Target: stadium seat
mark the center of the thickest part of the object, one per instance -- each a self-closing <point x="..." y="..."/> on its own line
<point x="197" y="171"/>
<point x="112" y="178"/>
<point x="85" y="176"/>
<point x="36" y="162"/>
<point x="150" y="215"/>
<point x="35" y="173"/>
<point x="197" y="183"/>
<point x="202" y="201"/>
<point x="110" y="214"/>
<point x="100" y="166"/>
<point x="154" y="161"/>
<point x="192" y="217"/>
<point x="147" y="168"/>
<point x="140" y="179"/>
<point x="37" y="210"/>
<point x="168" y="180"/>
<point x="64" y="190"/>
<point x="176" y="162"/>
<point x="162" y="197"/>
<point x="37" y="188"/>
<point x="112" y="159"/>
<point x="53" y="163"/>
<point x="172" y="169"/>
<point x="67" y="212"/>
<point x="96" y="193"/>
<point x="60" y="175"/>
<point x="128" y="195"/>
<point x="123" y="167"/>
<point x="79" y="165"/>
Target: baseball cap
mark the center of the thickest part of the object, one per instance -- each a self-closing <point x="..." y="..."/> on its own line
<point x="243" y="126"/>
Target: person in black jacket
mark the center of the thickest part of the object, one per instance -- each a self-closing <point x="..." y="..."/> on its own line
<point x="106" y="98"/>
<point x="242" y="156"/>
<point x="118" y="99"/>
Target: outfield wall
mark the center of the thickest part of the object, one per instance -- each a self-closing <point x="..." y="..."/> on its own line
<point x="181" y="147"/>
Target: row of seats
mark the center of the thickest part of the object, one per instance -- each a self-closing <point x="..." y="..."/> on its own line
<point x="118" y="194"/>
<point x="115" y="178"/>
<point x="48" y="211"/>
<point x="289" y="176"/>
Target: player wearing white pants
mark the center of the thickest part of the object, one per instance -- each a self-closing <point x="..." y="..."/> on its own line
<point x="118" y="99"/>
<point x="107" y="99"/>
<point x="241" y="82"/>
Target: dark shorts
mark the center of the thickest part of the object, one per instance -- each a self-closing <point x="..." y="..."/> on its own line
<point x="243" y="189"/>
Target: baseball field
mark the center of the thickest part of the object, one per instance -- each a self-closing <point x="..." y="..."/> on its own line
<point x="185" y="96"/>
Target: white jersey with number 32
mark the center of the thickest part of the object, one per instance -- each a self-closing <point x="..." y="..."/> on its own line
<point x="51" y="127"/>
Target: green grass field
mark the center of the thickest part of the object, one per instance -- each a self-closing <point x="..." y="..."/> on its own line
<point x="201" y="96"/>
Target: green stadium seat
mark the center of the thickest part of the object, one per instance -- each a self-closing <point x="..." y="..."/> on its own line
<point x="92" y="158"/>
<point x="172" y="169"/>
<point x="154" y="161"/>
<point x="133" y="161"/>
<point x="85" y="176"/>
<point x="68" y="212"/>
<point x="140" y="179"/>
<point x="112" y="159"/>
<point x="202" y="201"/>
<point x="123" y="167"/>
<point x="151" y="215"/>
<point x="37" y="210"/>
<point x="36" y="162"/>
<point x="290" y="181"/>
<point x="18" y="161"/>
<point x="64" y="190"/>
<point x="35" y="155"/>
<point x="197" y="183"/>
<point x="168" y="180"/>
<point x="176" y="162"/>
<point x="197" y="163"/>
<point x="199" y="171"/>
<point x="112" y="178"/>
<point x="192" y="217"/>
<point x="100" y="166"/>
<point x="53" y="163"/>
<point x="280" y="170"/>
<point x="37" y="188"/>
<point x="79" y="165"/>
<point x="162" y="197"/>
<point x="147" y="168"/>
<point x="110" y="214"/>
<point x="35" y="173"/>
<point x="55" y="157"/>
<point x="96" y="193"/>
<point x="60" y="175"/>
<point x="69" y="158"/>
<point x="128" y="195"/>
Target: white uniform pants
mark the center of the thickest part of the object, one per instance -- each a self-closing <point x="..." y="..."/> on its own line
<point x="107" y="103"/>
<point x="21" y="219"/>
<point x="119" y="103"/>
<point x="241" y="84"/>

→ WHAT YOU WILL DO: Put the entries starting at the line containing "Target: white uniform pants" and ending at the last entry into a two-column CSV headed instruction and response, with one row per entry. Each row holds the entry's text and its answer, each in a single quoted field with line breaks replaced by spaces.

→ ANSWER TO THE EXERCISE:
instruction,response
"Target: white uniform pants mark the center of the thickest part of the object, one per instance -- each a self-closing <point x=""..."" y=""...""/> on its own line","<point x=""107"" y=""103""/> <point x=""21"" y=""219""/> <point x=""119"" y=""103""/> <point x=""241"" y=""84""/>"